## start DOCUMENT

For corn and soybeans our focus for currencies is not the US dollar index. This is what people refer to as “the dollar”. The dollar index is the US dollar against a basket of EU and Japanese currencies. Instead, our focus is the dollar against the Brazilian real. The real depreciated 18% against the dollar from 12/29/22 to 8/1/24. With the recent US rate cut that value has changed by 5%. We need to see this loosen up further. That could come with further interest rate changes. Monetary policy is not the driver of US grain prices. It is a light background influence though.

Weather:

The Brazilian forecast has shown a change for now three days. Over the past five weeks their soybean area has seen rainfall -53% from normal. We will point out today's forecast was lightly stepped down for the Center-West and Central areas, now 1.1 - 3.2 over two weeks. Given a 1.1 inch normal each week for this time, 2.2 would be normal for two weeks. The Southern region will remain wet at 3 - 6 inches. The market is now removing whatever light psychological risk it previously felt. Brazil plants soybeans September - December.

Argentina's forecast has also shown a change for now three days. Over the past five weeks their soybean area has seen rainfall -80% from normal. The two week forecast shows improvement for their two dry states. All three states, including the dry two, will see 1.1 - 3.5 inches of rain. Normal at this time, for a two week total, would be 1.2. They plant soybeans in November - December.

Drew Lerner has now cast further doubt over La Nina for Argentina. “The US NOAA ENSO forecast model continues to predict a La Nina event is imminent, as it has done so all year long. But it has not evolved and World Weather Inc. is highly skeptical that it will evolve anytime in the remainder of this calendar year.” That is quite a hefty statement. The gauge of ocean temperatures, ENSO is at El Nino when it reads +0.5 or higher and La Nina at -0.5 or lower. The latest official ENSO reading for June/July/August was +0.1, down from the big El Nino peak in December at +2.0. Drew is now favoring the Australian Weather Forecasters model. That suggests a light dip to -0.4 or -0.5 by December then a rise. In other words, expectations for La Nina in Argentina's January yield determination period are not strong. La Nina, if it is around in January, does have a tie to lower yields. Seven of the past 11 La Nina's gave Argentina below-trend yields (one unchanged and three above-trend). It is not reliably tied to yield losses for Brazil.

Pricing:

Economic Value: Allendale's pricing models suggest 200 million ending stocks implies 1400 futures, 250 stock implies 1295, 300 implies 1230, 350 implies 1160, 400 implies 1110, 450 implies 1080, 500 implies 1040 and 550 would see 1005.

## end DOCUMENT
## start RECORDED DATA

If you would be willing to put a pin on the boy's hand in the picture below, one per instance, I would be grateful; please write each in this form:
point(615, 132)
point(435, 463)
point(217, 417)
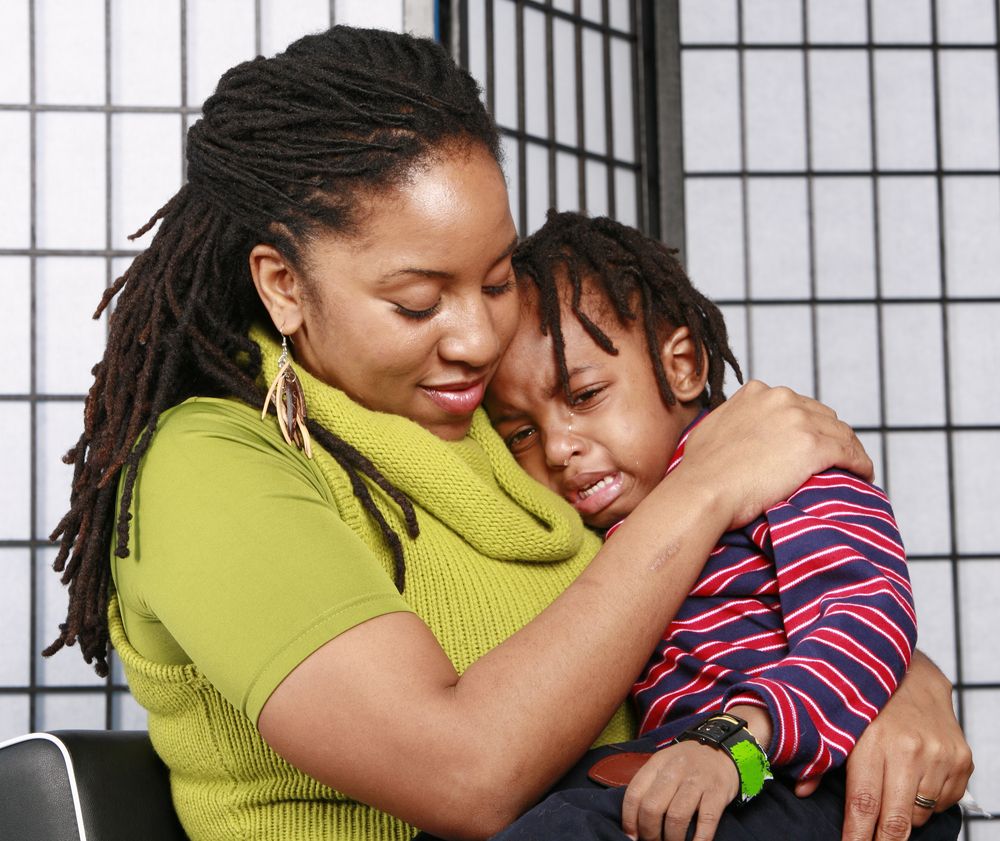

## end RECORDED DATA

• [WORK TO DO]
**A.** Do these statements agree with the grain market commentary? Answer yes or no for each and quote the words that decide it.
(i) For corn and soybeans, the commentary's currency focus is the US dollar index.
(ii) Argentina plants soybeans in November and December.
(iii) La Nina is reliably tied to yield losses for Brazil.
**B.** Answer these questions from the grain market commentary:
(i) By what percentage did the real depreciate against the dollar from 12/29/22 to 8/1/24?
(ii) How much rain will the Southern region of Brazil get?
(iii) What futures price do the pricing models give for 350 million ending stocks?
**C.** Carry the grain market commentary on past its final pricing sentence.

• [EXERCISE RESULTS]
**A.**
(i) No: "For corn and soybeans our focus for currencies is not the US dollar index."
(ii) Yes: "They plant soybeans in November - December."
(iii) No: "It is not reliably tied to yield losses for Brazil."

**B.**
(i) 18%
(ii) 3 - 6 inches
(iii) 1160

**C.**
Similar Year Study: A composite of price action in other years with similar balance sheet characteristics often give us a map for the shape of a year's pricing. It worked incredibly well last year. It has done a decent job this year. In these years, from a spring peak of 1230 ½, a drop to 1032 summer lows would be projected. Our recent trade has met, and exceeded, that target with a move to 955. In prior commentaries we noted the next move would be +8.9% from that low. That would imply 1040 before expiration. This goal was accomplished. A similar year trading perspective would now be turning from lightly bullish to neutral.

Trading Range Study: November soybeans typically post a good sized trading range between January 1 and expiration. Over the past 20 years that range has been from 133 ¾ to 811 ¾ cents. Earlier this year we started out with a view of a 200 cent wide range as a reasonable starting point. From the January 1 price high of 1237, to this recent low, we now have a 282 wide range for 2024. We have met our view of a reasonable minimum trading range.

November Soybean Seasonal: 2024 November soybeans are following the general seasonal 15 year pattern quite well. This year's peak on May 7 was a little earlier than the June 8 peak from the 15 year analysis. If we shift 2024 price 22 trading days early then will the fall low, normally October 3, be pushed up to late August/early September. The current August 16 low would be just a little early for this view.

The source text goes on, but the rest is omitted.